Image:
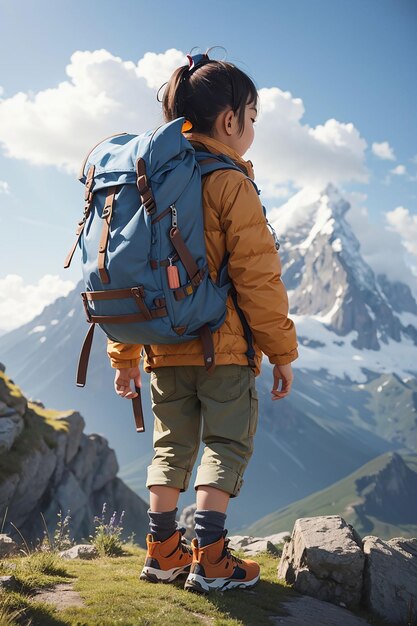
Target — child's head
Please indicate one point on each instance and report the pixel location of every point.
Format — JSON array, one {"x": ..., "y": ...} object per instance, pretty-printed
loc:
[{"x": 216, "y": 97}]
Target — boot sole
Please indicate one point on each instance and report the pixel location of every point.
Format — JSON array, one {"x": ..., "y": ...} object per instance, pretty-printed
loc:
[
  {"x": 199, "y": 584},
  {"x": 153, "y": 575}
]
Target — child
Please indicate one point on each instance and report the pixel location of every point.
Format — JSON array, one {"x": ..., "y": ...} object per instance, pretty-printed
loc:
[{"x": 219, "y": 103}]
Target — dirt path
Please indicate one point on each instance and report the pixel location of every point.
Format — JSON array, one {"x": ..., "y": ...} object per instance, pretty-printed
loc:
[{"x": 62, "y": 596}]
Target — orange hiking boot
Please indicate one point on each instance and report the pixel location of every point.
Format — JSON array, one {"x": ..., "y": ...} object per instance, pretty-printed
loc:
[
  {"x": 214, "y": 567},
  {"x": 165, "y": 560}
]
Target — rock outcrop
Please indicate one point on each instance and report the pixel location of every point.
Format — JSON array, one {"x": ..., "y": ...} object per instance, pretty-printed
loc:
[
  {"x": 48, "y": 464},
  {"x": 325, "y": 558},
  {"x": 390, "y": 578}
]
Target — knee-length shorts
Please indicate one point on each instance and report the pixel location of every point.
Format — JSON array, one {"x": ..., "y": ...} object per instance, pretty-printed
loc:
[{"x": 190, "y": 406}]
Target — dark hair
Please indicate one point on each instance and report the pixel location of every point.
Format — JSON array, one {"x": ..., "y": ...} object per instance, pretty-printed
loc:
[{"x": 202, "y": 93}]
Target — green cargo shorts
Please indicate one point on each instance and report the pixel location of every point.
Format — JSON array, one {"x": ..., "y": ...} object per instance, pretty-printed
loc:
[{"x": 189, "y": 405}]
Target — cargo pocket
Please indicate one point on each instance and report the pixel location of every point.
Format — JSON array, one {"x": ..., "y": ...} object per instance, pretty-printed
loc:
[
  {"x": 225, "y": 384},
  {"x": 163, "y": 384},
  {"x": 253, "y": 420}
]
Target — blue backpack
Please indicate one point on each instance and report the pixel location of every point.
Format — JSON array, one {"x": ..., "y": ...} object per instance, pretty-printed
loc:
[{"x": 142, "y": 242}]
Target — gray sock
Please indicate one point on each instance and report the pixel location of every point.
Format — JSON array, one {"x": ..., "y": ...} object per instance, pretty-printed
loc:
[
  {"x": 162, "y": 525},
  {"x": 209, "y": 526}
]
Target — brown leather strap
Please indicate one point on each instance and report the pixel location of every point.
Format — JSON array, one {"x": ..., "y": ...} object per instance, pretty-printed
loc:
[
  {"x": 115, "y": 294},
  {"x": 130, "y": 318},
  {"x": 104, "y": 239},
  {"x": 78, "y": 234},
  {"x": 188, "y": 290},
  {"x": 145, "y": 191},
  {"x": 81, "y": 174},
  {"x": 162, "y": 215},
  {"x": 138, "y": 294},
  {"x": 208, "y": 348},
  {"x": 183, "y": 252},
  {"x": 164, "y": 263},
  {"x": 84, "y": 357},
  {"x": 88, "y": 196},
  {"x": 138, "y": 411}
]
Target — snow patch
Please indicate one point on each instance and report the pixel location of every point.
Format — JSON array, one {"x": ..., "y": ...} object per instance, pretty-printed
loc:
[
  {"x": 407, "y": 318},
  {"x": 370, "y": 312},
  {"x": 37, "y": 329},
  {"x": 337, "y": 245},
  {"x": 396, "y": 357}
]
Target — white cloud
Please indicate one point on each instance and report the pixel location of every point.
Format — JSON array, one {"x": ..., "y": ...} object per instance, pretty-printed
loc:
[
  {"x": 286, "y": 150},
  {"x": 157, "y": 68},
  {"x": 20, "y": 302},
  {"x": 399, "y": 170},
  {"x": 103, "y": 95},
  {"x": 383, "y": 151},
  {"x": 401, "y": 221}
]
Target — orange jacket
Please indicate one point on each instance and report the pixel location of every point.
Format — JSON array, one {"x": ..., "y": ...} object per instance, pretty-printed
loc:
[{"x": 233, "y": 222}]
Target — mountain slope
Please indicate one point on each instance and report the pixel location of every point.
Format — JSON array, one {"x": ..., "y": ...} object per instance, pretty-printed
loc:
———
◆ **Assigned task**:
Your answer should consist of the lines above that hold the word "orange".

◆ **Written solution**:
Target — orange hiking boot
Target — orange jacket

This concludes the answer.